Na sua conferência, na Praia, começou por falar sobre histeria digital. Esta histeria deve-se a quê?
Quando temos uma nova realidade, especialmente uma nova tecnologia, isso gera expectativas de crescimento, desenvolvimento, eficiência, até mesmo justiça, e ao mesmo tempo faz disparar os medos noutros sectores da população: perda de emprego, erosão da democracia, desinformação. Haverá certamente um período, como houve antes, de inverno, de pouco desenvolvimento e aí teremos a oportunidade de ver quem tinha mais razão.
Levantou ainda outra questão: será que a inteligência artificial é assim tão inteligente?
A questão não é tanto se é inteligente ou não, mas se estamos perante um tipo de capacidade que podemos comparar com a nossa inteligência. O que está provado é que existe uma grande capacidade de computação, de gestão de dados, de processamento de informação, que os humanos não têm, mas pelo contrário, nós, humanos desenrascamo-nos muito bem em ambientes ambíguos, com poucos dados e tomamos decisões relativamente boas, tendo em conta a complexidade da situação. A minha proposta é que não consideremos estas duas coisas semelhantes, mas sim duas coisas diferentes que podem ser complementares, dependendo da forma como as articulamos, como as regulamos, como lidamos com elas.
Tivemos uma geração que era completamente analógica, uma geração que fez a transição do analógico para o digital e hoje somos cada vez mais digitais. O que traz este novo espaço público?

* * * * * * * * *

O que fazer:
A) Transcreva, por favor, o trecho da entrevista sobre inteligência artificial entre "Quando temos uma" e "assim tão inteligente?", inclusive.
B) Dê seguimento à entrevista sobre inteligência artificial, escrevendo a parte que vem depois da última frase.

Material apresentado:
* * * * * * * * *

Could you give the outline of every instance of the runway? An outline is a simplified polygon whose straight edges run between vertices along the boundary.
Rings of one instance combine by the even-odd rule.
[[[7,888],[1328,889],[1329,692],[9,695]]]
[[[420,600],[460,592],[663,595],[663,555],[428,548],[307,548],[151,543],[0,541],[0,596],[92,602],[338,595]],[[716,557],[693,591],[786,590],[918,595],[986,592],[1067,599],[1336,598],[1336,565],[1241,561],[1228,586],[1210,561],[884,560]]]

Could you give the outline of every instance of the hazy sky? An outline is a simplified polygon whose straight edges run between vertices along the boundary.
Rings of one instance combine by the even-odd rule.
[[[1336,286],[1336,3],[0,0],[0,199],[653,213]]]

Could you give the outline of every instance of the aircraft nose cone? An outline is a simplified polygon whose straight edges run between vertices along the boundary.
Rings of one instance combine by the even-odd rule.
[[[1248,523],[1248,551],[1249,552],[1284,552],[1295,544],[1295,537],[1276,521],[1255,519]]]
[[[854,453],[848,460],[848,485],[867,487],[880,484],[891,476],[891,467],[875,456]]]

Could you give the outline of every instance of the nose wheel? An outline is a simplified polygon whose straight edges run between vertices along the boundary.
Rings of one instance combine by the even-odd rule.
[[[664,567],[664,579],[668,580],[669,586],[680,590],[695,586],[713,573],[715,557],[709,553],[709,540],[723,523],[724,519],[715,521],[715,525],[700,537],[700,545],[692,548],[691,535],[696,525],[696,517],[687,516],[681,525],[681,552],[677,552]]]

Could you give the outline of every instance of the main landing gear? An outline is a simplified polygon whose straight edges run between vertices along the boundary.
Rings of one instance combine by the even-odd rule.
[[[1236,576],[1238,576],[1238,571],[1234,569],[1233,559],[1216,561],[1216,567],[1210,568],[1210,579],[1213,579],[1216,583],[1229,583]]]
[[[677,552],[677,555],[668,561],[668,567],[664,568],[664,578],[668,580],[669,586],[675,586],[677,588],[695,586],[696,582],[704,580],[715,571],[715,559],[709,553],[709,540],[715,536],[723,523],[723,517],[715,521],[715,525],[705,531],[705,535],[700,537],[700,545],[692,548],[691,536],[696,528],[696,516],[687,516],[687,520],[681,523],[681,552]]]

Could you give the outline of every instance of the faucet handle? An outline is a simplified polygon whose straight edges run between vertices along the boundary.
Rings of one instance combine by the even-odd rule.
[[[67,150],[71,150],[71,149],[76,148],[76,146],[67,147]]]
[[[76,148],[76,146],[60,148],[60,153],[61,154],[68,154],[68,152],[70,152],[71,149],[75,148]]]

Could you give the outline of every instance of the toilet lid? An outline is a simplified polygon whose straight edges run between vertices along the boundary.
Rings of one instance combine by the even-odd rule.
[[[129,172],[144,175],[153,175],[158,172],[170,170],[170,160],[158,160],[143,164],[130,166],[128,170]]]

* * * * * * * * *

Resultados por tarefa:
A)
Quando temos uma nova realidade, especialmente uma nova tecnologia, isso gera expectativas de crescimento, desenvolvimento, eficiência, até mesmo justiça, e ao mesmo tempo faz disparar os medos noutros sectores da população: perda de emprego, erosão da democracia, desinformação. Haverá certamente um período, como houve antes, de inverno, de pouco desenvolvimento e aí teremos a oportunidade de ver quem tinha mais razão.
Levantou ainda outra questão: será que a inteligência artificial é assim tão inteligente?

B)
É um espaço público mais democrático que o anterior, mais horizontal, mais igualitário, com maior acessibilidade para todos, mas ao mesmo tempo gera enorme ruído, algazarra, caos, confusão e desorientação. A minha proposta é que mantenhamos a nossa conquista de horizontalidade e acessibilidade do espaço público, mas que sejamos capazes de estabelecer novas autoridades, provavelmente menos poderosas que as anteriores, mas que sirvam para estabelecer um critério e não pereçam no lixo da desinformação.
A inteligência artificial está a assumir cada vez mais importância na sociedade. Que influência pode a inteligência artificial ter na tomada de decisões?
Na parte das decisões relacionadas com problemas em que a quantidade de dados é significativa, onde não existe ambiguidade, onde existe pouca incerteza, a inteligência artificial e a governação algorítmica podem ser extremamente úteis. A questão é que certos tipos de decisões são excluídos desta categoria: as relacionadas com valores, fins e objectivos finais, para os quais a inteligência artificial não é adequada. Este tipo de decisões deve ser reservado para humanos, bem informados, bem apoiados por outros tipos de gestão de dados.
A inteligência artificial é também um meio de propagação de desinformação. Como nos podemos preparar para filtrar o que é informação válida e o que é desinformação?
Essa é a grande tarefa que temos de empreender individual e colectivamente. Por exemplo, a maioria das crises que vivemos neste século não foi detectada pelos nossos radares. Nem a crise financeira, nem a pandemia, nem os actuais conflitos armados estavam na agenda. Isto significa que somos uma sociedade enormemente distraída pelo presente e muito desatenta à natureza latente daquele que será provavelmente o lugar onde se constroem as crises ou os futuros que teremos de enfrentar.
Que perigos pode a inteligência artificial representar para a privacidade dos cidadãos?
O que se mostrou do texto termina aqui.